◆ Instructions for the task: Go through the items below and list every line that contains the string "plate", copying each one unchanged.

Outline records
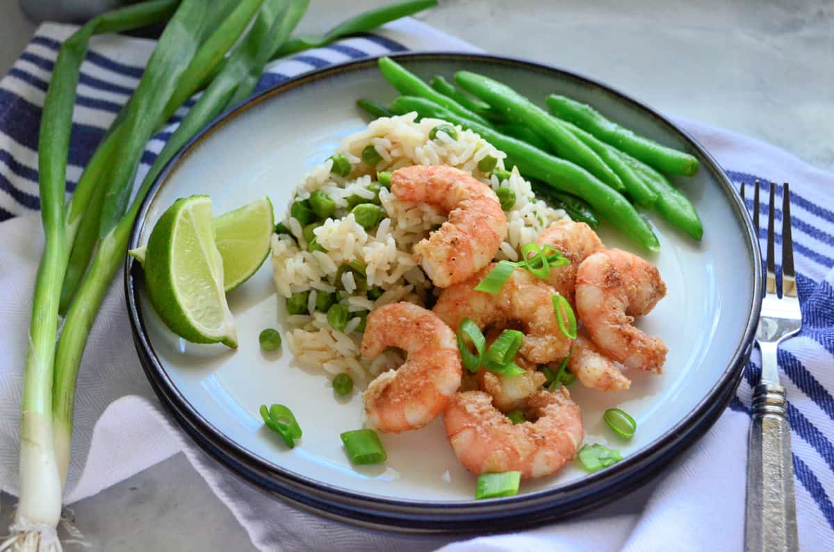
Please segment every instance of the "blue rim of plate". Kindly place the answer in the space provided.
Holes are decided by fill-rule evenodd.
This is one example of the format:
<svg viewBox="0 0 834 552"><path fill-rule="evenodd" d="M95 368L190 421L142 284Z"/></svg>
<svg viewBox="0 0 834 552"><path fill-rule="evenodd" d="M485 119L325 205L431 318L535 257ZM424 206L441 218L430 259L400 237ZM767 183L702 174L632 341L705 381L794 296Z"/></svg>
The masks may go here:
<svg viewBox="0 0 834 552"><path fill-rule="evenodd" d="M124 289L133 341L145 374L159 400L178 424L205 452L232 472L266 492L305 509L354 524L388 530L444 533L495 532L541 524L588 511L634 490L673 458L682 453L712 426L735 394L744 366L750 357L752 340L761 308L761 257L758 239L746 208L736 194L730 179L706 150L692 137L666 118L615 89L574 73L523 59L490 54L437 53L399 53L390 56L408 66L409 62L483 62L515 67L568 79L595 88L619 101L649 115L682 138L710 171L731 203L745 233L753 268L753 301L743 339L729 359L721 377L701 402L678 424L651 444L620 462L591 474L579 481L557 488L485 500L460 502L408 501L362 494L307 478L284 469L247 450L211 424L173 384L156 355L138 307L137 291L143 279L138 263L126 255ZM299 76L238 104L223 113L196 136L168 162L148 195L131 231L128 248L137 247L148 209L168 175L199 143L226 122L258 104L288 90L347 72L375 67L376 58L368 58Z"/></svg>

* * *

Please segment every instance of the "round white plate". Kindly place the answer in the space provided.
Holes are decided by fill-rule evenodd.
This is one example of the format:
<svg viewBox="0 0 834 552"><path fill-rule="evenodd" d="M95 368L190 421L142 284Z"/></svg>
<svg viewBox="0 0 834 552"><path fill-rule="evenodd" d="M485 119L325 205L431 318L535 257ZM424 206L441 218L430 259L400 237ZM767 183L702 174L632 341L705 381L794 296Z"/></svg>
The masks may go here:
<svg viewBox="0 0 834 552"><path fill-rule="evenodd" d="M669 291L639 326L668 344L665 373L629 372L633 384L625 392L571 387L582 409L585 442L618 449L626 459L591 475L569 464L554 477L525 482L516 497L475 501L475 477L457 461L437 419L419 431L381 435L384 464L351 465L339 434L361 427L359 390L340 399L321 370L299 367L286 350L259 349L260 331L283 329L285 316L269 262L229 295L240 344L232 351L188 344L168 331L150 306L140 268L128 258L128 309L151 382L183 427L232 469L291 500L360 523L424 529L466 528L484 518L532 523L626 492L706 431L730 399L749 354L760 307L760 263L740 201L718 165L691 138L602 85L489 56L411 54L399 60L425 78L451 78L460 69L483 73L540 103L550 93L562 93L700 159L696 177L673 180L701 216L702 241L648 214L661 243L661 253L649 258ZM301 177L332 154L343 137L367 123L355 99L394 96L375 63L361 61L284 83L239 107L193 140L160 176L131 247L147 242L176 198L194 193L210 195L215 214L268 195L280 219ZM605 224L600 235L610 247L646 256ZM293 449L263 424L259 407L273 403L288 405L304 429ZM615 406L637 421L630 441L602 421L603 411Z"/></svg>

--

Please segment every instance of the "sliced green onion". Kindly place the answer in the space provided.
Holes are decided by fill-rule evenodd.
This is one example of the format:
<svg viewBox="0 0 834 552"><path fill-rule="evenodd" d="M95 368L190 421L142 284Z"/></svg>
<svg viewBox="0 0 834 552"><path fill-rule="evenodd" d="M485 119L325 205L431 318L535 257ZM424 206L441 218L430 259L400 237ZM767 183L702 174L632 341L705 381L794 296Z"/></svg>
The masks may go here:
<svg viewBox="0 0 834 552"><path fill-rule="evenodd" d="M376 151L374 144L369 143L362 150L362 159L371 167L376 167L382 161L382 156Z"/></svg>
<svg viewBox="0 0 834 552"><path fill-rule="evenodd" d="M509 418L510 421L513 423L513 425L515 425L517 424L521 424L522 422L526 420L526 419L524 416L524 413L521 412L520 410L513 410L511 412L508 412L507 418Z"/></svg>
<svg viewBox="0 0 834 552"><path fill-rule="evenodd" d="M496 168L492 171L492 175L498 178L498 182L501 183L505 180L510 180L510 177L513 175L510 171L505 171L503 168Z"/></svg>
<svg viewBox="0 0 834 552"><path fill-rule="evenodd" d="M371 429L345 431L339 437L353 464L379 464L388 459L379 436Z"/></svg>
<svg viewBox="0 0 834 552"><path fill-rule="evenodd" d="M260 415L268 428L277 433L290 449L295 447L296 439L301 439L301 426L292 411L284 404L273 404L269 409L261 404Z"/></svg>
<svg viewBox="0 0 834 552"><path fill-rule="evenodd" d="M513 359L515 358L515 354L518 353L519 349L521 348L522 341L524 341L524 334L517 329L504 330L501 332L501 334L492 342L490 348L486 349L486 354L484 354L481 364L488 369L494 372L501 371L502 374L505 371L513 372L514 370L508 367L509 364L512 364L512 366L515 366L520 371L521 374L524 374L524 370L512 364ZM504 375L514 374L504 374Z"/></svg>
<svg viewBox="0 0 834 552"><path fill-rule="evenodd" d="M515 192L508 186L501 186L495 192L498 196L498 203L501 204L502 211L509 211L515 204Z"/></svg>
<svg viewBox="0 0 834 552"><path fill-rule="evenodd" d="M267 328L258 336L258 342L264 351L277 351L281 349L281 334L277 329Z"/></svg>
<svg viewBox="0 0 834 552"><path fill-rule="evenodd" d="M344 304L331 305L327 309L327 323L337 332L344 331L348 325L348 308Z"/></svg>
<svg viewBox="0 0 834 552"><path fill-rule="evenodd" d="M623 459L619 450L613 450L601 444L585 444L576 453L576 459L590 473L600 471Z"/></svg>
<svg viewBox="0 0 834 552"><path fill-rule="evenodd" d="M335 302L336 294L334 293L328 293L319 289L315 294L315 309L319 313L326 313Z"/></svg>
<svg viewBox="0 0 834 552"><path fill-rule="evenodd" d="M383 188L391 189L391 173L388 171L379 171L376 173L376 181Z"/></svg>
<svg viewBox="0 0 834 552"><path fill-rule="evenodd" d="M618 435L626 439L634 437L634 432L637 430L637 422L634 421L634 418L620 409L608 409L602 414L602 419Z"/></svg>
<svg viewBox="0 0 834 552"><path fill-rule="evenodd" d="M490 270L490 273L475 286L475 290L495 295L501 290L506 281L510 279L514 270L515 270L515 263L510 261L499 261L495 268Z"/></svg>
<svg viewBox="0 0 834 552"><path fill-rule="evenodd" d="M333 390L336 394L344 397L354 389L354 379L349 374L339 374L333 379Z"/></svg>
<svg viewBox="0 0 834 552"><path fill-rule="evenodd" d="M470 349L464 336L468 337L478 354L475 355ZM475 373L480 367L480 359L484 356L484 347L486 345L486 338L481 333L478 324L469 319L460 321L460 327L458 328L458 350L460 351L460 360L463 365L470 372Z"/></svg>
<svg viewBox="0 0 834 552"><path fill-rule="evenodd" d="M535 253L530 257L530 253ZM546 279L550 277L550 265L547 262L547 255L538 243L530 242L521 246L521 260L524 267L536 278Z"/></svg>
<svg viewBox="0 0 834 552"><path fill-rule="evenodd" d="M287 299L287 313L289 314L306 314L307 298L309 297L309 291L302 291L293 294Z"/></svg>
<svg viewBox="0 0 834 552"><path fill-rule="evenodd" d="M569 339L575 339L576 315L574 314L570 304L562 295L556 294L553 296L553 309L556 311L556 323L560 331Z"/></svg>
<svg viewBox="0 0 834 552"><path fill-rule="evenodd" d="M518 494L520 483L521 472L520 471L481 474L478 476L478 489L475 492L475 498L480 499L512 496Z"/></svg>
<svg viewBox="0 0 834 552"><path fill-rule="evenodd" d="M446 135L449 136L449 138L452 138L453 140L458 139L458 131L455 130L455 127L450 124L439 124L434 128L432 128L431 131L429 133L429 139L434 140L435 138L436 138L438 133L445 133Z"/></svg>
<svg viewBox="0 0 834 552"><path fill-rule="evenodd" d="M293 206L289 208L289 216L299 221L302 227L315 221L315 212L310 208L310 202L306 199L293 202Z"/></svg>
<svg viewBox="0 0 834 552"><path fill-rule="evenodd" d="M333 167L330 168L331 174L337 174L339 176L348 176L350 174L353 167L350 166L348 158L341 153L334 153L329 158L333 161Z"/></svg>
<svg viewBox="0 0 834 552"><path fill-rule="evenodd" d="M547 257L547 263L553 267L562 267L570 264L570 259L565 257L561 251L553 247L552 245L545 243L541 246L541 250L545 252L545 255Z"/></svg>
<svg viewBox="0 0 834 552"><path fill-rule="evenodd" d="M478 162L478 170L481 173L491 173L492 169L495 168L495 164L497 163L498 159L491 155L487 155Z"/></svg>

◆ Full output:
Please segment every instance of the "blue rim of plate". Kindly place the answer in the space provided.
Please segment every instance of the "round white plate". Kindly place the answer in the space provided.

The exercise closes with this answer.